**Objective**
Reproduce exactly the lines below, starting with the line that contains "of the silver" and ending with the last line of the records, both included, and nothing else.

**Working data**

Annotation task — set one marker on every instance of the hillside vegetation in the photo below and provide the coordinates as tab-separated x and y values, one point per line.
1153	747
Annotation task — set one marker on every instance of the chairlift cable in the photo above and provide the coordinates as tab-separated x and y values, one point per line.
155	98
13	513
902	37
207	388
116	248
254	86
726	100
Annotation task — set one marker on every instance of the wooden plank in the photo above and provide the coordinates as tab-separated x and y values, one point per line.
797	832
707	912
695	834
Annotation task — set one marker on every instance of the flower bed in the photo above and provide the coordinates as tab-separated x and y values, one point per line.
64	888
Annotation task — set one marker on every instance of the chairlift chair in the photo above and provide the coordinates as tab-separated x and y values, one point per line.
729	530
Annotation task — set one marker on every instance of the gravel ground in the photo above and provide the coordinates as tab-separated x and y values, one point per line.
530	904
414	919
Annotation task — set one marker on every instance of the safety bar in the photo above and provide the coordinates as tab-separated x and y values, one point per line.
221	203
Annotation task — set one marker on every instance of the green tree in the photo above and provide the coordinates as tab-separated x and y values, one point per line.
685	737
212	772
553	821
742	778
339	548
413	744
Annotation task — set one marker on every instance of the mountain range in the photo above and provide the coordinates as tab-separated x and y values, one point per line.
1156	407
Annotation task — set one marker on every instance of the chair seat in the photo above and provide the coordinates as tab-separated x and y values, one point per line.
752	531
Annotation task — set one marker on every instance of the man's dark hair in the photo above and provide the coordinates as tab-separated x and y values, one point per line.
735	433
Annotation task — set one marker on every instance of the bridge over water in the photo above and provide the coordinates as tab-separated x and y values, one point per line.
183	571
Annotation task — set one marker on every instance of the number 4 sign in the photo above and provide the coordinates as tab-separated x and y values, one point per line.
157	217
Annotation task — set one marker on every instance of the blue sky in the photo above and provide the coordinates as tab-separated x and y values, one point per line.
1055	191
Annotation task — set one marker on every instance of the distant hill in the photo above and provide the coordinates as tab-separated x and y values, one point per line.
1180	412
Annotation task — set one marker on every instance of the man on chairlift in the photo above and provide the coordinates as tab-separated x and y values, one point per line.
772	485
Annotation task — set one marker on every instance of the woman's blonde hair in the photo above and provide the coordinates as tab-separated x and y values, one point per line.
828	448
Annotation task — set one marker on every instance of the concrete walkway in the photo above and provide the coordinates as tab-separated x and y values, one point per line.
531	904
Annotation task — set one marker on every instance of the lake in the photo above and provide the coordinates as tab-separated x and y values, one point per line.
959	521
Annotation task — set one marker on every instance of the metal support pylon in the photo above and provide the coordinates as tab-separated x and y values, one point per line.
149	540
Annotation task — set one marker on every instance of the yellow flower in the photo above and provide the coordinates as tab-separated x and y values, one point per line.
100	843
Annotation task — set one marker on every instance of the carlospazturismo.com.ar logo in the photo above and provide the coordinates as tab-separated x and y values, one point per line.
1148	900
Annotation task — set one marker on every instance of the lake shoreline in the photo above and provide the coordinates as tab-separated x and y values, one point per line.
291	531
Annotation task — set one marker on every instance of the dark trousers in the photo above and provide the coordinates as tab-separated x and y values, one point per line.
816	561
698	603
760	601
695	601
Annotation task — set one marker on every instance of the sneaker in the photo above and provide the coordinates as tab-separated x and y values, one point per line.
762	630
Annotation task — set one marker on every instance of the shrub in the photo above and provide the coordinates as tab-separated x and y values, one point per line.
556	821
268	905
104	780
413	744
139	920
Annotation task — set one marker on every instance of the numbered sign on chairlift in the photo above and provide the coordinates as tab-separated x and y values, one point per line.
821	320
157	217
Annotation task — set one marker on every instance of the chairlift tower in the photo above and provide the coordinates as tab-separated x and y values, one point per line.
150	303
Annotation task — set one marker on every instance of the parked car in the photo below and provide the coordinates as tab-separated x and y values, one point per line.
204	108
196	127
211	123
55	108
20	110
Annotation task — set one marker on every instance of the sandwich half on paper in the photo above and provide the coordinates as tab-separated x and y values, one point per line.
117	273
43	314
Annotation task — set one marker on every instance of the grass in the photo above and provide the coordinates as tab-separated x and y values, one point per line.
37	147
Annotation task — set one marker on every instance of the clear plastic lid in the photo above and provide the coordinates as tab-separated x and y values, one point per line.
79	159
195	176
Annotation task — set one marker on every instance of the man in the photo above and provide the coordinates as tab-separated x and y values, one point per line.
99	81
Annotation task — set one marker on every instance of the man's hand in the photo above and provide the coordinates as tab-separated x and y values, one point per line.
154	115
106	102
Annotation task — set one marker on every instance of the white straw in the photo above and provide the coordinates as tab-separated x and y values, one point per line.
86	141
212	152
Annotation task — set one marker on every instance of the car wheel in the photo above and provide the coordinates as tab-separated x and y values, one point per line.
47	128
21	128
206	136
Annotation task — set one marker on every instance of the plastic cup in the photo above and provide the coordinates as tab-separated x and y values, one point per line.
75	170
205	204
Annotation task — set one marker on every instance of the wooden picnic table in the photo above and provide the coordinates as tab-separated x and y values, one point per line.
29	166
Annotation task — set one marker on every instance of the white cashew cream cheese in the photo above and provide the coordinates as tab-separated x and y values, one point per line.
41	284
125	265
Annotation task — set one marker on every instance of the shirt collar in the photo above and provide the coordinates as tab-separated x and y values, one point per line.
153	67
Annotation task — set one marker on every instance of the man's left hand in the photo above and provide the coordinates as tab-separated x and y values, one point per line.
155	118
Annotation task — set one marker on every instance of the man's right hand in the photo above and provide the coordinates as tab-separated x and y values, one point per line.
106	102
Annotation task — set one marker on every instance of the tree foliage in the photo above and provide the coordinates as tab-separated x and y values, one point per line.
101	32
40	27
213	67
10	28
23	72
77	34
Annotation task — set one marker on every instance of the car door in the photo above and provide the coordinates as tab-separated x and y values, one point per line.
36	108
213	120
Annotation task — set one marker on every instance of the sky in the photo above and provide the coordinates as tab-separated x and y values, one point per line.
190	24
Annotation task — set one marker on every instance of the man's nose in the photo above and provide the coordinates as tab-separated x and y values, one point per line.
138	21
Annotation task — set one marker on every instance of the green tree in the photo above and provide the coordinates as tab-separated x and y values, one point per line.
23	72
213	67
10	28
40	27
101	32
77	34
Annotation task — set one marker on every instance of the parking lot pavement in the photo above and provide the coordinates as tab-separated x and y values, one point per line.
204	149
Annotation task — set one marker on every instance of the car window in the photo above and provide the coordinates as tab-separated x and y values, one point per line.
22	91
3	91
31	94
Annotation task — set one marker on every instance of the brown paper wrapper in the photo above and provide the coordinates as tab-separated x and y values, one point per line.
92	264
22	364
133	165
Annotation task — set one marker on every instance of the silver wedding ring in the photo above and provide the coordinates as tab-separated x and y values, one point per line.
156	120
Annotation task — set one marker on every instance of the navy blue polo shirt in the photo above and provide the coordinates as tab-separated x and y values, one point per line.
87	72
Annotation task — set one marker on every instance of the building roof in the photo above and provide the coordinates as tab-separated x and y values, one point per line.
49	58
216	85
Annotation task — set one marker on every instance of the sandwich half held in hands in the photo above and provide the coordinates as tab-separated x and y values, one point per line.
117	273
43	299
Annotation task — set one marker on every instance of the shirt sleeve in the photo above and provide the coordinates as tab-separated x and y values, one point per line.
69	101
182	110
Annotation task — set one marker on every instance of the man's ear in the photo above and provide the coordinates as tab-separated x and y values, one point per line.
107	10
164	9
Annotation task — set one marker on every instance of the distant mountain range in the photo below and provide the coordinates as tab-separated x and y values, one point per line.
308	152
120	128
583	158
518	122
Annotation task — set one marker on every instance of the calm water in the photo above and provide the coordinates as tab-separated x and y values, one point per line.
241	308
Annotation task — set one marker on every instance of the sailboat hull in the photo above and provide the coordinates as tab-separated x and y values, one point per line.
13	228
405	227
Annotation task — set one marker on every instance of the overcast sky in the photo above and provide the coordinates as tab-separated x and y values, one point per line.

**Exercise solution**
Annotation task — set one marker on every instance of the silver wedding ring in the photo above and provide the coordinates as tab-separated x and y values, one point per line.
156	120
Annotation task — set one marker on every instance of the navy blue polo shirt in the photo above and provide the coordinates as tab-separated x and y values, one point per line.
87	72
Annotation task — set one marker on every instance of the building roof in the photo above and provide the coordinates as tab-separated x and y values, one point per line.
49	58
216	85
Annotation task — set one marker on every instance of the sandwich half held in hands in the photo above and provide the coordinates as tab-separated x and y values, one point per line.
117	273
43	299
Annotation task — set one marker on every instance of the shirt sleeve in the photo above and provide the coordinates as tab-separated x and y values, one point per line.
69	101
182	110
Annotation task — set one marker on every instance of the man's ear in the photo above and provide the coordinates as tab-separated x and y values, one point per line.
107	10
164	9
Annotation task — set one marker on every instance of the distant mountain range in the photo below and provide the coordinates as tab-separated x and y values, one point per line.
308	152
120	128
583	158
518	122
Annotation task — set one marker on every instance of the calm water in the photo above and provide the coordinates as tab-separated x and y values, one point per line.
241	308
Annotation task — set one marker on every instance of the sailboat hull in the photo above and provide the coordinates as tab-separated x and y values, one point per line.
13	228
405	227
Annotation task — set one marker on every instance of the overcast sky in the photo above and provide the coordinates as tab-separated x and y values, one point per line.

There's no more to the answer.